* start TASK MATERIAL *

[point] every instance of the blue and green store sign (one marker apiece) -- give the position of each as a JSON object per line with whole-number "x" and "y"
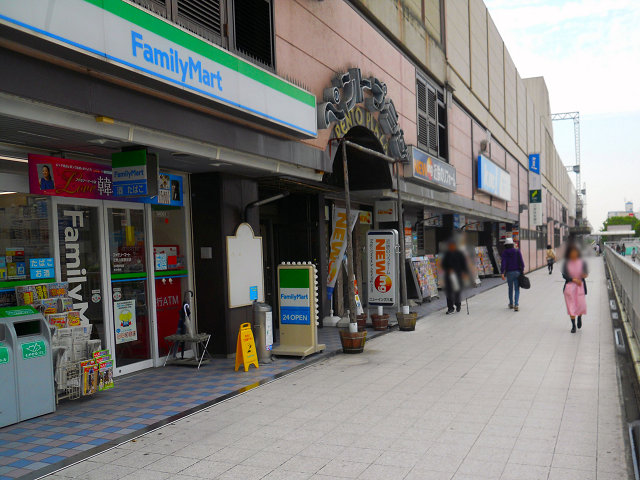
{"x": 132, "y": 38}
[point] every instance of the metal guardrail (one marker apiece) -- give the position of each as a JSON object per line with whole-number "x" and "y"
{"x": 626, "y": 275}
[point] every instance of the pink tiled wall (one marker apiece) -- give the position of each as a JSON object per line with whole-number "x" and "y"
{"x": 316, "y": 40}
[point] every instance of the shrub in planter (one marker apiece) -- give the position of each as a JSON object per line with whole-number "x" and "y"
{"x": 362, "y": 322}
{"x": 352, "y": 342}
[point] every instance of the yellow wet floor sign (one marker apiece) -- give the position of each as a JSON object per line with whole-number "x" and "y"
{"x": 246, "y": 348}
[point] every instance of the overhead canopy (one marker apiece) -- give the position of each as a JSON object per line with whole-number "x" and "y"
{"x": 623, "y": 233}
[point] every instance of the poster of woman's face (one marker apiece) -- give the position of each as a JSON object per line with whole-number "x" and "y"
{"x": 45, "y": 176}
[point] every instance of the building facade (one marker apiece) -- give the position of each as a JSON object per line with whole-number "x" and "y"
{"x": 244, "y": 101}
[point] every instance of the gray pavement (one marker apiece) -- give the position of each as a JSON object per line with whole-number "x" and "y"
{"x": 493, "y": 395}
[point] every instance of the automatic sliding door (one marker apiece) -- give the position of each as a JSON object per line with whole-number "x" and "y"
{"x": 128, "y": 269}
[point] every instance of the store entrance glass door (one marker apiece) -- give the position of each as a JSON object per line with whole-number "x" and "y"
{"x": 128, "y": 271}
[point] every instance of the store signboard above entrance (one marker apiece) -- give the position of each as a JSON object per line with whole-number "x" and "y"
{"x": 62, "y": 177}
{"x": 493, "y": 180}
{"x": 135, "y": 173}
{"x": 425, "y": 169}
{"x": 130, "y": 37}
{"x": 340, "y": 104}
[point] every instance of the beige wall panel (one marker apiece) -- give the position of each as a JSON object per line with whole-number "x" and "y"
{"x": 479, "y": 52}
{"x": 460, "y": 153}
{"x": 496, "y": 72}
{"x": 457, "y": 20}
{"x": 510, "y": 96}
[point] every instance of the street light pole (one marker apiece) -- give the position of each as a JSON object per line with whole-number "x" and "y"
{"x": 403, "y": 267}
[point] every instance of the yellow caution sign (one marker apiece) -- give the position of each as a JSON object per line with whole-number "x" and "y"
{"x": 246, "y": 348}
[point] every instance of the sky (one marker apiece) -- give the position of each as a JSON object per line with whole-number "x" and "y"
{"x": 589, "y": 53}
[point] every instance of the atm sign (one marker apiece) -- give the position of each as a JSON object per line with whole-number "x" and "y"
{"x": 4, "y": 355}
{"x": 33, "y": 349}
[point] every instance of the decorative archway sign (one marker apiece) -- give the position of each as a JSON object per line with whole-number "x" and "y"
{"x": 340, "y": 102}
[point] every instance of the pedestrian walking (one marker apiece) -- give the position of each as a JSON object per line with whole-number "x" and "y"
{"x": 512, "y": 267}
{"x": 454, "y": 264}
{"x": 551, "y": 259}
{"x": 574, "y": 272}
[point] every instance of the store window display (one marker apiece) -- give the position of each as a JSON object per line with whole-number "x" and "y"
{"x": 171, "y": 273}
{"x": 26, "y": 243}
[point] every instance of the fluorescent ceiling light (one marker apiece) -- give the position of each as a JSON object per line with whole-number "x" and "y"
{"x": 13, "y": 159}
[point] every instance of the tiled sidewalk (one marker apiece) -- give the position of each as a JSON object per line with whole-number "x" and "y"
{"x": 84, "y": 427}
{"x": 491, "y": 395}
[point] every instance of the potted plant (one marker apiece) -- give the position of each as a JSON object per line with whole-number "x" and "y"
{"x": 351, "y": 339}
{"x": 380, "y": 320}
{"x": 407, "y": 320}
{"x": 362, "y": 322}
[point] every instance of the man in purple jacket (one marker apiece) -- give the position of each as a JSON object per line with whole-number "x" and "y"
{"x": 512, "y": 267}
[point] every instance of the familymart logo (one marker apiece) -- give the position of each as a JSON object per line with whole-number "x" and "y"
{"x": 172, "y": 61}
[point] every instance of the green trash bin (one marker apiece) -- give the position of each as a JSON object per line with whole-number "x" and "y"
{"x": 29, "y": 337}
{"x": 9, "y": 397}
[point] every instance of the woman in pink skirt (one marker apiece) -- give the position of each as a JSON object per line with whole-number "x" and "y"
{"x": 574, "y": 273}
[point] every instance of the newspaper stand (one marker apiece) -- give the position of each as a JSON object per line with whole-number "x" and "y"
{"x": 29, "y": 338}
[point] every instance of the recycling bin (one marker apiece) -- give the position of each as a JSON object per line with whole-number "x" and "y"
{"x": 9, "y": 397}
{"x": 263, "y": 331}
{"x": 30, "y": 340}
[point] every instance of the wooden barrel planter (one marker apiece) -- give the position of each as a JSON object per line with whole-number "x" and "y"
{"x": 352, "y": 342}
{"x": 362, "y": 322}
{"x": 380, "y": 322}
{"x": 407, "y": 322}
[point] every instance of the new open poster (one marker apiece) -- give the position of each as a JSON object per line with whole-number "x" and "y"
{"x": 381, "y": 267}
{"x": 124, "y": 313}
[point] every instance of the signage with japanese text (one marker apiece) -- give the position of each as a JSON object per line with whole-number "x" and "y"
{"x": 534, "y": 163}
{"x": 246, "y": 354}
{"x": 338, "y": 243}
{"x": 425, "y": 169}
{"x": 72, "y": 178}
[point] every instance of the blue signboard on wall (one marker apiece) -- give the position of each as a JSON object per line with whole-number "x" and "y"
{"x": 534, "y": 163}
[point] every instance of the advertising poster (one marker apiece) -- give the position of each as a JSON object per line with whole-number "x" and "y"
{"x": 338, "y": 243}
{"x": 77, "y": 179}
{"x": 381, "y": 267}
{"x": 295, "y": 296}
{"x": 124, "y": 313}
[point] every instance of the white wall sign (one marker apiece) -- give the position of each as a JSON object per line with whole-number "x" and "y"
{"x": 381, "y": 267}
{"x": 244, "y": 266}
{"x": 120, "y": 33}
{"x": 493, "y": 179}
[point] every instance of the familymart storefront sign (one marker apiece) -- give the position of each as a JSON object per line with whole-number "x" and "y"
{"x": 132, "y": 38}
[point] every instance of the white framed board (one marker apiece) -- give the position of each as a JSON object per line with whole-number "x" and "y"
{"x": 245, "y": 275}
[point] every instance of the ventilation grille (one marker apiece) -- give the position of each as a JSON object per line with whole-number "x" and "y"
{"x": 201, "y": 17}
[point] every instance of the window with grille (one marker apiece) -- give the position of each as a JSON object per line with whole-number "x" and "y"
{"x": 432, "y": 119}
{"x": 252, "y": 30}
{"x": 202, "y": 17}
{"x": 244, "y": 26}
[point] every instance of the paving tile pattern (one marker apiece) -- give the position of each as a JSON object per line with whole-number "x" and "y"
{"x": 494, "y": 395}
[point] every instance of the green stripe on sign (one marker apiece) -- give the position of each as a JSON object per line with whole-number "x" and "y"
{"x": 161, "y": 27}
{"x": 294, "y": 278}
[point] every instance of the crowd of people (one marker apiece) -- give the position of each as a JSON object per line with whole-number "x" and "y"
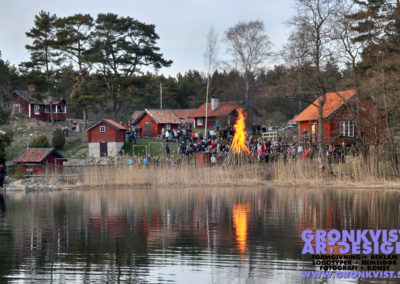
{"x": 218, "y": 141}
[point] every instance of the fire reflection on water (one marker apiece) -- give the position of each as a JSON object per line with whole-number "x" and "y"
{"x": 240, "y": 215}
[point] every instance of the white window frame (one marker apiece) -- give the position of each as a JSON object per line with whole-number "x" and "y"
{"x": 16, "y": 108}
{"x": 36, "y": 109}
{"x": 346, "y": 128}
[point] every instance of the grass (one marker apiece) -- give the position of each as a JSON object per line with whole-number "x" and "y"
{"x": 355, "y": 173}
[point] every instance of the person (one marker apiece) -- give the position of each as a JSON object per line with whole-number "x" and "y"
{"x": 213, "y": 160}
{"x": 2, "y": 173}
{"x": 2, "y": 203}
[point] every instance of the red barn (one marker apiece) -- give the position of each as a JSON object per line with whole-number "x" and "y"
{"x": 152, "y": 121}
{"x": 24, "y": 102}
{"x": 224, "y": 112}
{"x": 106, "y": 138}
{"x": 339, "y": 114}
{"x": 34, "y": 160}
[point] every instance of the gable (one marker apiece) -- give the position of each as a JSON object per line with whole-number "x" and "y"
{"x": 333, "y": 102}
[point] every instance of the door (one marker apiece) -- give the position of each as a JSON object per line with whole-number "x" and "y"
{"x": 147, "y": 129}
{"x": 103, "y": 149}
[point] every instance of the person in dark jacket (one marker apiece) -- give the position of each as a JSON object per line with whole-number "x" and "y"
{"x": 2, "y": 173}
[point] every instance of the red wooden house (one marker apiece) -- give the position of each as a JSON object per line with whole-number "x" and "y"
{"x": 224, "y": 112}
{"x": 339, "y": 114}
{"x": 152, "y": 121}
{"x": 106, "y": 138}
{"x": 34, "y": 160}
{"x": 24, "y": 102}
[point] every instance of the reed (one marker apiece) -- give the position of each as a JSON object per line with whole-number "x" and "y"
{"x": 373, "y": 171}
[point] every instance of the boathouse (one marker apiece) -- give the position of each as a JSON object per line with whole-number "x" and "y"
{"x": 106, "y": 138}
{"x": 34, "y": 160}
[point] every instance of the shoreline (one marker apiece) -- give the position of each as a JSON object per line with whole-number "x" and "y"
{"x": 332, "y": 185}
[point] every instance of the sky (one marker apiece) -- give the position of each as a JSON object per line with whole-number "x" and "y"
{"x": 181, "y": 24}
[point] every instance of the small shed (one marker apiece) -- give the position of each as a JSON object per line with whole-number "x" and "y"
{"x": 152, "y": 121}
{"x": 34, "y": 160}
{"x": 41, "y": 109}
{"x": 106, "y": 138}
{"x": 224, "y": 112}
{"x": 340, "y": 114}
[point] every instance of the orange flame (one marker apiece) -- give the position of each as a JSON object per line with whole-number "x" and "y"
{"x": 238, "y": 142}
{"x": 239, "y": 214}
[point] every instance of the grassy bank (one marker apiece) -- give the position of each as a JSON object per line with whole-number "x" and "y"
{"x": 354, "y": 173}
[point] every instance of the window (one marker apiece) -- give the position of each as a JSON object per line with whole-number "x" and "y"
{"x": 16, "y": 108}
{"x": 60, "y": 109}
{"x": 346, "y": 128}
{"x": 36, "y": 109}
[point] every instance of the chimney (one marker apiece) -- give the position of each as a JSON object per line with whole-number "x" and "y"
{"x": 31, "y": 88}
{"x": 214, "y": 103}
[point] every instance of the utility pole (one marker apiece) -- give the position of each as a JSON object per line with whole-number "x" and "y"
{"x": 160, "y": 95}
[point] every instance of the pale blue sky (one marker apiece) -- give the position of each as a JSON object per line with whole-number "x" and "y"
{"x": 181, "y": 24}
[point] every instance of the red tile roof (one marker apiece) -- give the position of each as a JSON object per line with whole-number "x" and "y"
{"x": 185, "y": 113}
{"x": 115, "y": 124}
{"x": 110, "y": 122}
{"x": 332, "y": 103}
{"x": 170, "y": 116}
{"x": 163, "y": 116}
{"x": 136, "y": 116}
{"x": 35, "y": 155}
{"x": 222, "y": 110}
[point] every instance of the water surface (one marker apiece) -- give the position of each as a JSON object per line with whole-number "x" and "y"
{"x": 162, "y": 235}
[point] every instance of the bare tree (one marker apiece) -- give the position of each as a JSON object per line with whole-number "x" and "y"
{"x": 210, "y": 58}
{"x": 314, "y": 22}
{"x": 250, "y": 47}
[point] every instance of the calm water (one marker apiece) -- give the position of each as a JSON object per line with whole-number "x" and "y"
{"x": 176, "y": 236}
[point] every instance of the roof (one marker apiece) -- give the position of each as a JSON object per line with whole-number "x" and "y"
{"x": 170, "y": 116}
{"x": 224, "y": 108}
{"x": 35, "y": 155}
{"x": 136, "y": 116}
{"x": 27, "y": 96}
{"x": 163, "y": 116}
{"x": 333, "y": 101}
{"x": 109, "y": 122}
{"x": 185, "y": 113}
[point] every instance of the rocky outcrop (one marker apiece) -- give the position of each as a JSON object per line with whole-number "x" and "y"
{"x": 32, "y": 184}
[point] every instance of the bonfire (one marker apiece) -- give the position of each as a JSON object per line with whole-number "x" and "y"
{"x": 239, "y": 153}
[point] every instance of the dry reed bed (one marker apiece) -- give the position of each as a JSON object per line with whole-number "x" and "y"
{"x": 356, "y": 172}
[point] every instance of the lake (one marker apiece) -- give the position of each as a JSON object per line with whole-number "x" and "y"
{"x": 232, "y": 235}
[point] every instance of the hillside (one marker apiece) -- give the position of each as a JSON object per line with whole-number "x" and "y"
{"x": 25, "y": 130}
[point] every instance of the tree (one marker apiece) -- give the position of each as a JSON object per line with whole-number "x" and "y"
{"x": 250, "y": 47}
{"x": 124, "y": 46}
{"x": 210, "y": 61}
{"x": 5, "y": 138}
{"x": 42, "y": 49}
{"x": 74, "y": 43}
{"x": 314, "y": 23}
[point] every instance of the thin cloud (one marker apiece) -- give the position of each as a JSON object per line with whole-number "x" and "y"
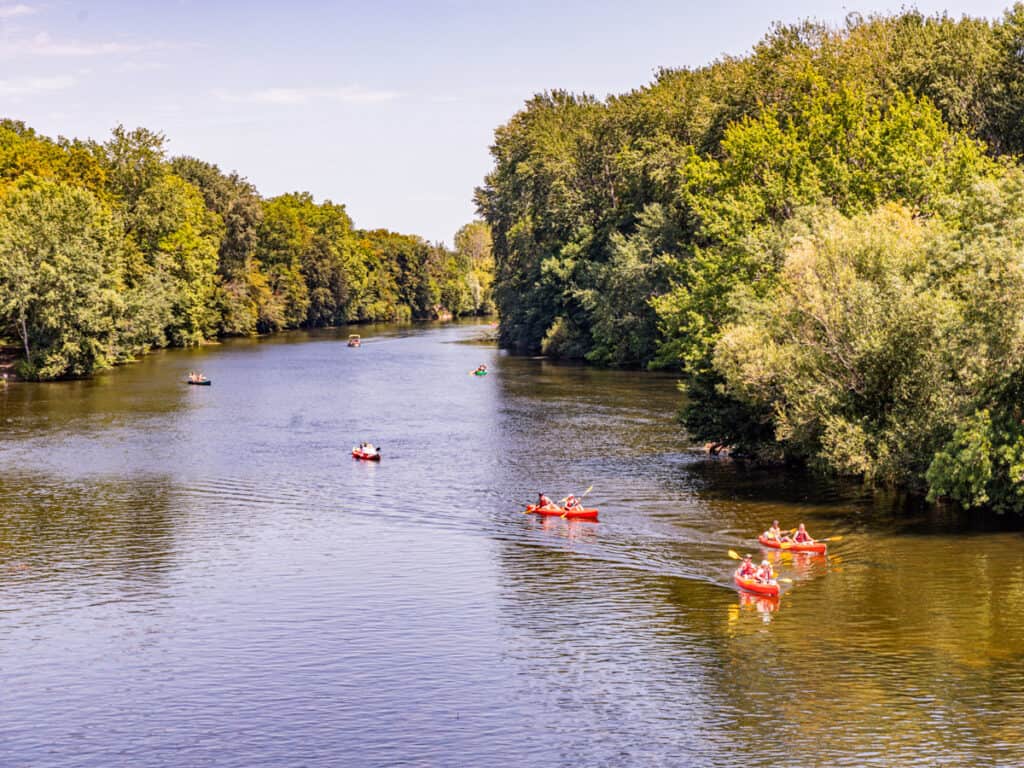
{"x": 10, "y": 11}
{"x": 43, "y": 45}
{"x": 293, "y": 96}
{"x": 29, "y": 86}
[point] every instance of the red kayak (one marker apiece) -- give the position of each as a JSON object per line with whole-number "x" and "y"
{"x": 576, "y": 514}
{"x": 818, "y": 547}
{"x": 751, "y": 585}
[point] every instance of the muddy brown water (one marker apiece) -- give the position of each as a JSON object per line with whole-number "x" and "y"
{"x": 204, "y": 577}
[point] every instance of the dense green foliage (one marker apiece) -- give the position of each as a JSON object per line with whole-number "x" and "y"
{"x": 822, "y": 237}
{"x": 108, "y": 250}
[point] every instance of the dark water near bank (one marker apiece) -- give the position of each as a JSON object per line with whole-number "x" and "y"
{"x": 203, "y": 577}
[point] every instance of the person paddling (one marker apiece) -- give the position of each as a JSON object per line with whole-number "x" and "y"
{"x": 775, "y": 532}
{"x": 747, "y": 568}
{"x": 802, "y": 537}
{"x": 765, "y": 574}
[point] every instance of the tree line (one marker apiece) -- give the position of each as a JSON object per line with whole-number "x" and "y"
{"x": 824, "y": 237}
{"x": 111, "y": 249}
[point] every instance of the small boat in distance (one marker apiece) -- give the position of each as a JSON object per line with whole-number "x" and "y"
{"x": 758, "y": 588}
{"x": 367, "y": 452}
{"x": 578, "y": 513}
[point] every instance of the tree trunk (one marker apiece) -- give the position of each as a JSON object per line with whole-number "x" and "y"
{"x": 25, "y": 340}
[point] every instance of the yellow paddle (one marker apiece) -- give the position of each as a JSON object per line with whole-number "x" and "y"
{"x": 735, "y": 556}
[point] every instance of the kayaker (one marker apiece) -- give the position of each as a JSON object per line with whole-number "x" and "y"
{"x": 747, "y": 568}
{"x": 765, "y": 574}
{"x": 802, "y": 537}
{"x": 775, "y": 532}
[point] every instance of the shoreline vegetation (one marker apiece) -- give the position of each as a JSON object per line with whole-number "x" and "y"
{"x": 824, "y": 238}
{"x": 110, "y": 250}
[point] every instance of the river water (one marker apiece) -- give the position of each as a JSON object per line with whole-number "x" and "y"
{"x": 204, "y": 577}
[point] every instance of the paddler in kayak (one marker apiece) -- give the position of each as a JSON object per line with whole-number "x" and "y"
{"x": 802, "y": 537}
{"x": 775, "y": 532}
{"x": 765, "y": 574}
{"x": 747, "y": 568}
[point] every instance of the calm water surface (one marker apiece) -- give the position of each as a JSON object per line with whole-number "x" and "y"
{"x": 204, "y": 577}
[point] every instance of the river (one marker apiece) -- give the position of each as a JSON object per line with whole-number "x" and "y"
{"x": 204, "y": 577}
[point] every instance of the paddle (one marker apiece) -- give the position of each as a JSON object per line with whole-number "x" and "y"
{"x": 735, "y": 556}
{"x": 581, "y": 496}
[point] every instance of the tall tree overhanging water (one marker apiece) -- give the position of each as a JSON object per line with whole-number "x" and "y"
{"x": 823, "y": 237}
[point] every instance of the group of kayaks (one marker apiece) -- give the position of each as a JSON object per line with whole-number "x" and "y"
{"x": 770, "y": 588}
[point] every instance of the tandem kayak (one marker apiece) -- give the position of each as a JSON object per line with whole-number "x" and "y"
{"x": 819, "y": 547}
{"x": 751, "y": 585}
{"x": 576, "y": 514}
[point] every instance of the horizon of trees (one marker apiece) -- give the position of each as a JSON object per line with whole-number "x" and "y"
{"x": 823, "y": 237}
{"x": 109, "y": 250}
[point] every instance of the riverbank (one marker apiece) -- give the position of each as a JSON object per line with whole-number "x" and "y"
{"x": 9, "y": 355}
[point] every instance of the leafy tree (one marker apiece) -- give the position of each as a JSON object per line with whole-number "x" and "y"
{"x": 59, "y": 279}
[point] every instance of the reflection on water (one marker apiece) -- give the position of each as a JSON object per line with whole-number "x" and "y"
{"x": 204, "y": 577}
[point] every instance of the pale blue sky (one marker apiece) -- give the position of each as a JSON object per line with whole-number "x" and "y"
{"x": 387, "y": 107}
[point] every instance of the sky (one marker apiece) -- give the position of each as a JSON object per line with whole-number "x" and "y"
{"x": 387, "y": 107}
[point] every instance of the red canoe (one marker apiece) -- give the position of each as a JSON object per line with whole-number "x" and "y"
{"x": 577, "y": 514}
{"x": 818, "y": 547}
{"x": 751, "y": 585}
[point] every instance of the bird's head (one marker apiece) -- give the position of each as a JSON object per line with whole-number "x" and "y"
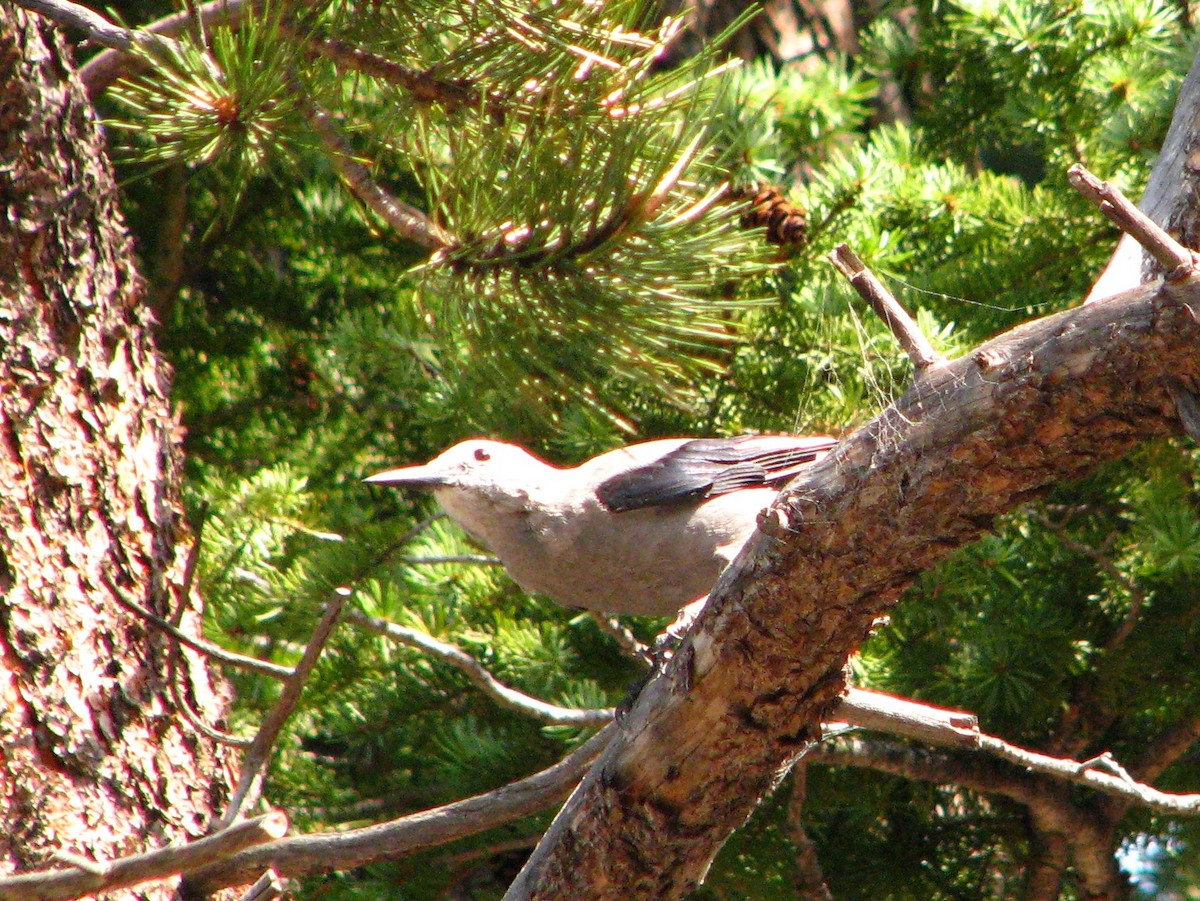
{"x": 477, "y": 464}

* end TASK MATERIAL *

◆ **WHAT IS BEING ASKED**
Repeat only the lines from the line with "[point] every instance of the riverbank" to the end of the entries, including both the first and the last line, and drop every picture.

◆ **ANSWER IN FULL**
[point] every instance of the riverbank (one marker apiece) -- give the position of each as a JSON object per line with whole-number "x" and "y"
{"x": 9, "y": 355}
[point] every instance of the leafy tree (one marker apiece) -- give the position of each as a JSON object per line with whole-number "x" and "y"
{"x": 59, "y": 279}
[point] every instance of the reflection on water (one marker apiece) -- give the position of each as a JSON object per line with whole-number "x" and "y"
{"x": 204, "y": 577}
[point] every instance of the pale blue sky (one marker apiece) -- give the position of each as a JSON object per line with whole-number "x" and "y"
{"x": 387, "y": 107}
[point] every instance of the sky (one marker apiece) -- give the position of each as a JSON object per line with whole-number "x" and "y"
{"x": 387, "y": 107}
[point] every instance of the red canoe (one marker apiece) -- give the position of each as a JSON object per line with whole-number "x" and "y"
{"x": 577, "y": 514}
{"x": 818, "y": 547}
{"x": 751, "y": 585}
[point] every instance of the bird's head (one marker apiece) -- give the position of each as a JSON object per line with whole-number "x" and "y"
{"x": 477, "y": 464}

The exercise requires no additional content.